Objectif:
Reprenez l'entretien avec Marcel Gauchet sur la démocratie moderne et poursuivez-le à partir de sa dernière phrase.

─── Extrait

Marcel Gauchet : La raison fondamentale de cette banalisation tient au fait que la démocratie moderne se définit juridiquement par des textes constitutionnels. Dans cette optique, la démocratie se ramène à un ensemble de principes relativement simples, bien connus depuis longtemps et peu susceptibles d’évolution: la souveraineté du peuple, les droits individuels, etc. Quand on parle de la démocratie dans ce sens-là, on perd de vue la signification historique du phénomène démocratique. Aussi la première « débanalisation » à laquelle j’essaie de procéder consiste à faire ressortir ce qu’il y a de très spécifique historiquement dans la démocratie moderne. Ensuite, j’essaie de montrer le caractère très peu évident ou intuitif de la combinaison des traits proprement démocratiques, des traits proprement libéraux, et le phénomène central des démocraties modernes qu’est leur caractère représentatif. Car le vrai nom de nos régimes est celui de « démocraties libérales représentatives », et il faut mesurer la complexité du composé que cela donne. La souveraineté du peuple exige une autorité qui n’est pas spontanément en harmonie avec les libertés personnelles et dans l’esprit de beaucoup de citoyens le caractère représentatif de nos régimes n’est qu’un pis-aller, une imperfection transitoire qu’il faudra tôt ou tard surmonter. Et puis j’ajoute une troisième dimension. Autant la définition juridique de la démocratie a l’air stable, autant le fonctionnement des régimes démocratiques ne cesse d’évoluer. Entre la démocratie vue par Tocqueville en Amérique et la démocratie telle qu’elle fonctionne aujourd’hui dans le monde occidental, il y a eu des transformations spectaculaires dont il faut essayer de saisir le sens.

 

Le fait démocratique prend un autre relief quand on le rapporte d’abord à sa signification historique générale, ce que j’appelle la structuration autonome ; quand on éclaire ensuite son caractère composite et contradictoire qui en fait un régime mixte ; et enfin quand on l’aborde sous l’angle de son évolution et de son approfondissement—approfondissement problématique, ou chaque résolution d’un problème ouvre des problèmes nouveaux. Ces trois dimensions permettent de re-problématiser la démocratie.

 

Vous écrivez que la période la plus analogue à la notre dans l’histoire de la démocratie, c’est ce que vous appelez dans votre deuxième tome la « crise du libéralisme » autour de 1880-1914. Pourquoi cette ressemblance ?

──────
─── Données fournies

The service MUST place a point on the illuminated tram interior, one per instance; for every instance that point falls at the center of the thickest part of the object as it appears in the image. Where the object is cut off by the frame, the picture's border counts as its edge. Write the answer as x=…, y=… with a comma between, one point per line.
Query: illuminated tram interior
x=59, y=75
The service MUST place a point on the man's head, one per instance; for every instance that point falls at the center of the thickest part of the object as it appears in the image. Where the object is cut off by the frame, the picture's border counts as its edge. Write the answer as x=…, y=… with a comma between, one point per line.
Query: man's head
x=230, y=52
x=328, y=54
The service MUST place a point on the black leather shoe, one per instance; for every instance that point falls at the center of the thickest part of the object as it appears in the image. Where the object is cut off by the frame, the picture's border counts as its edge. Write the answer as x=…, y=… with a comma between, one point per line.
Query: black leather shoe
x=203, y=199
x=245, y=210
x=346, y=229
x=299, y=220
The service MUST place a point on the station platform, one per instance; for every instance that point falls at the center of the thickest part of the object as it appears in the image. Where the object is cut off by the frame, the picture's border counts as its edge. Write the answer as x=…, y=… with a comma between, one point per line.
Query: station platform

──────

Réponse:
Il y a en effet à mon sens un parallèle entre les deux périodes, mais aussi en même temps une opposition qui rend le parallèle encore plus parlant. La première crise de la démocratie est centralement une crise de frustration par rapport à ses promesses. Elle correspond au moment où le principe de suffrage universel devient la loi absolue, voire la définition même de la démocratie. Elle coïncide avec l’entrée des masses en politique. Mais celle-ci fait apparaître un décalage radical entre la réalité de la société—la division de classes, les antagonismes liés au capitalisme, etc.—et le régime libéral parlementaire jugé « mensonger » en regard de son incapacité à faire face à la question sociale. Cette impuissance par rapport à la promesse de souveraineté que porte le suffrage universel pousse les gens, à l’extrême gauche et à l’extrême droite, à chercher en dehors de la démocratie parlementaire la solution au problème du bon régime politique. Il se développe à cette époque les contestations radicales de la démocratie dite bourgeoise qui vont culminer dans les mouvements totalitaires au lendemain de la Première guerre mondiale.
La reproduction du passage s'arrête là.